TEXTE À ÉTUDIER:
-- -- --
Manchester United affrontera le Real Madrid mercredi soir à Bernabeu. Ainsi en décida la main heureuse de Steve McManaman, « l’ambassadeur » de la Ligue des Champions 2012-13, lors du tirage au sort effectué le 20 décembre. L’occasion de revenir sur les rencontres du passé entre ces deux monstres sacrés.

La réaction initiale, logique et saine, fut de saliver abondamment en pensant à la confrontation Mourinho-Ferguson [1] ainsi qu’au grand retour de Cristiano à OId Trafford et son duel à distance avec Rooney.

Mais cette affiche de rêve comporte une dimension supplémentaire, historique. A l’évocation des grands noms d’antan (le club de Di Stéfano, Kopa, Gento et Puskas contre celui des Edwards, Viollet, B. Charlton, Law et Best), ce quart de finale revêt une saveur particulière. Et en se replongeant dans l’album souvenirs, on se remémore vite pourquoi.
-- -- --
EXERCICE:
Prolongez le texte sur les rencontres entre Manchester United et le Real Madrid à partir de sa dernière phrase. Les lignes de données ne sont pas nécessaires pour ce travail.

(Éléments conservés)
-- -- --
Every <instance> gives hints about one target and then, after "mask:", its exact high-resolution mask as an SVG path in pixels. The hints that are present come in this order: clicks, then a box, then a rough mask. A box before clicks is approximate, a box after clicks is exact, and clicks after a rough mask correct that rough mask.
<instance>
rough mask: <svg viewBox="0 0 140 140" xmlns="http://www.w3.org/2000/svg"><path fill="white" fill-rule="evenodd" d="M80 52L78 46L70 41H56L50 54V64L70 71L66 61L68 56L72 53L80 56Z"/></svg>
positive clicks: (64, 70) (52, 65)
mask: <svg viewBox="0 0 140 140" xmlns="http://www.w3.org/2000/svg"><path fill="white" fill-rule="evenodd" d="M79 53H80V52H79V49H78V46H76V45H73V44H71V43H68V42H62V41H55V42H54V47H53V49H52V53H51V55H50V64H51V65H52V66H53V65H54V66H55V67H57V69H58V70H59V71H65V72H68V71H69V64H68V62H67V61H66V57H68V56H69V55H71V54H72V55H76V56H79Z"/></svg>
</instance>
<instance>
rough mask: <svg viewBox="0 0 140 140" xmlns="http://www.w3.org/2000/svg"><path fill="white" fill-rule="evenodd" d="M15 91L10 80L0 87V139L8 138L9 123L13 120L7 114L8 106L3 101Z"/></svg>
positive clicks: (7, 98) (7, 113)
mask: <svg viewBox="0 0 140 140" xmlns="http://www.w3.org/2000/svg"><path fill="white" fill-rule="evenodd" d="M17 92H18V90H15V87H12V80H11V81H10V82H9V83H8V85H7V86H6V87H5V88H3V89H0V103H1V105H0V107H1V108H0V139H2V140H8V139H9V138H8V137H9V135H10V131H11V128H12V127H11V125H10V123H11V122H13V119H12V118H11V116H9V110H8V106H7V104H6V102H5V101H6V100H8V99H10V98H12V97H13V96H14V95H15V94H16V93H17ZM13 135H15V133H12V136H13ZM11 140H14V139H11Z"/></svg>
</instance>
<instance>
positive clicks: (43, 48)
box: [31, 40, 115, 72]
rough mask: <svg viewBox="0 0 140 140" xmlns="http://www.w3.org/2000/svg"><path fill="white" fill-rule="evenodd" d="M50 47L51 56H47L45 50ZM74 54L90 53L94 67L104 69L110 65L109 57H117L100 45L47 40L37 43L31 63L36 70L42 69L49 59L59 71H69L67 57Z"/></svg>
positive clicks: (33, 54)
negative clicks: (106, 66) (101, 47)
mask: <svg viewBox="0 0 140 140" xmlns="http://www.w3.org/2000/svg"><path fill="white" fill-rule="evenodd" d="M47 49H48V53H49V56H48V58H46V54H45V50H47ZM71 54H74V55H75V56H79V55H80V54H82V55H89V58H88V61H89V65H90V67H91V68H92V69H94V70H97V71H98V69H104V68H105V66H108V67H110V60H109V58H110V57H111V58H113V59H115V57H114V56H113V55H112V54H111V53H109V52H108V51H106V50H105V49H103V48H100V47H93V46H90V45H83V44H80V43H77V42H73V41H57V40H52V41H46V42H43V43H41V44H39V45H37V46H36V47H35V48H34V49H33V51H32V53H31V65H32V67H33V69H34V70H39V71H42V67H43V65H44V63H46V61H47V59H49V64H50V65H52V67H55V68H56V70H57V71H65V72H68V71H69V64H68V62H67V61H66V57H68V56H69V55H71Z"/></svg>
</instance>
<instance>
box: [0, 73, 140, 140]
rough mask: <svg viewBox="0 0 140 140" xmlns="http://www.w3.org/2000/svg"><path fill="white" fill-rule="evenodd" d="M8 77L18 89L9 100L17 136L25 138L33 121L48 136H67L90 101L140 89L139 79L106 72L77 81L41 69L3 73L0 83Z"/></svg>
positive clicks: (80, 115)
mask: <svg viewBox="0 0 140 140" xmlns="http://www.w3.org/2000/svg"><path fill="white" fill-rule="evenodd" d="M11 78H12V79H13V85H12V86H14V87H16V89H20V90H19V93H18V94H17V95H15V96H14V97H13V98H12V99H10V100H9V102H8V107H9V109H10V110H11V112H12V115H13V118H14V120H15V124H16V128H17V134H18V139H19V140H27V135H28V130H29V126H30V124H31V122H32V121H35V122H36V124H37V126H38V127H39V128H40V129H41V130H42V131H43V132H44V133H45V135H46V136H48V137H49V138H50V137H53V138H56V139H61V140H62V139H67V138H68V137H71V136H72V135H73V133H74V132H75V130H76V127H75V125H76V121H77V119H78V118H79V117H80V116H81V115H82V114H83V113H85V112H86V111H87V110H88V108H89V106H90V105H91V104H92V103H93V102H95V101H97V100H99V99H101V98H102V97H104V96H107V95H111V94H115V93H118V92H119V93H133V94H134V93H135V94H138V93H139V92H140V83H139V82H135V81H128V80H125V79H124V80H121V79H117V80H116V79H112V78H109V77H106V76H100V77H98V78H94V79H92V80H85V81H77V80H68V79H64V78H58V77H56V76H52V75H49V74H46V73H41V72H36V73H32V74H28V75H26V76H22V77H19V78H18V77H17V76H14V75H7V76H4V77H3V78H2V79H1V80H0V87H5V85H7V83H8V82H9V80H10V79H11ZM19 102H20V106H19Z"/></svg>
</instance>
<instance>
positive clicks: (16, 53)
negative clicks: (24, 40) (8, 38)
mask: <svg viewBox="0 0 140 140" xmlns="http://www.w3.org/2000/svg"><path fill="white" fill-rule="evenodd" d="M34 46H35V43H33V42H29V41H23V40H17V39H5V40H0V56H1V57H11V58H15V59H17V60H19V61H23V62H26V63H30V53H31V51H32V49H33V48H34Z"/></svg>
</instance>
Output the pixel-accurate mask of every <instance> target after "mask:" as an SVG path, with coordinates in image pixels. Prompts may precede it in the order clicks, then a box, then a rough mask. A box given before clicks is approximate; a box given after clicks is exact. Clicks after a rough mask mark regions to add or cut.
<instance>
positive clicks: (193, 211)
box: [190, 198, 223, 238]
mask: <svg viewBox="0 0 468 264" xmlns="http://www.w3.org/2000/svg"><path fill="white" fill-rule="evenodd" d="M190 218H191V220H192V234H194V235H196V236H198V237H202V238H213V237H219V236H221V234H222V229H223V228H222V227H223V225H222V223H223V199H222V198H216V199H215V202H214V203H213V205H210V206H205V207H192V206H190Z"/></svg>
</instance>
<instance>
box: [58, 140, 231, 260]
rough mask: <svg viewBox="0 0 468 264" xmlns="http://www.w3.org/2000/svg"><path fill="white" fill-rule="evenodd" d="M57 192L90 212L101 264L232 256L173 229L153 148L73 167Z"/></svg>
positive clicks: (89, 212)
-- -- --
ZONE DE RÉPONSE:
1957. Demi-finale Coupe d’Europe des clubs champions

11 avril 1957. Real Madrid 3 – Manchester United 1 (135 000 spectateurs). Clip du match.

25 avril 1957. Man United 2 – Real 2 (65 000).

Extraits du match sur ce clip d’époque (à 1’55, le pauvre Torres se fait écarteler de toute part).

Première campagne européenne pour Man United [2], le progressiste manager Matt Busby ayant choisi d’ignorer en mai 1956 le mot d’ordre du vice-président de la  Football League, Alan Hardaker, à savoir de boycotter cette compétition [3]. Prix du billet à Old Trafford pour l’occasion : deux shillings, soit 10 pence… (0,12 €) [4].

Pour leur baptême du feu européen, les Mancuniens sont servis : Bernabeu est archicomble, 135 000 spectateurs (le record pour un match de Man United). Les champions d’Europe en titre s’avèreront trop forts pour Bobby Charlton et les jeunes pousses de Matt Busby, les fameux Busby Babes.

A l’aller, les Red Devils parviennent à repousser les coups de boutoir des Madrilènes jusqu’à l’heure de jeu mais s’écroulent dans la dernière demi-heure. Les Espagnols n’ont pas que leur talent à faire valoir. Physiquement, ils en imposent et la presse anglaise se dira « choquée » par le jeu rugueux des Merengues. « Meurtre à Madrid » titrera sobrement feu le Daily Herald.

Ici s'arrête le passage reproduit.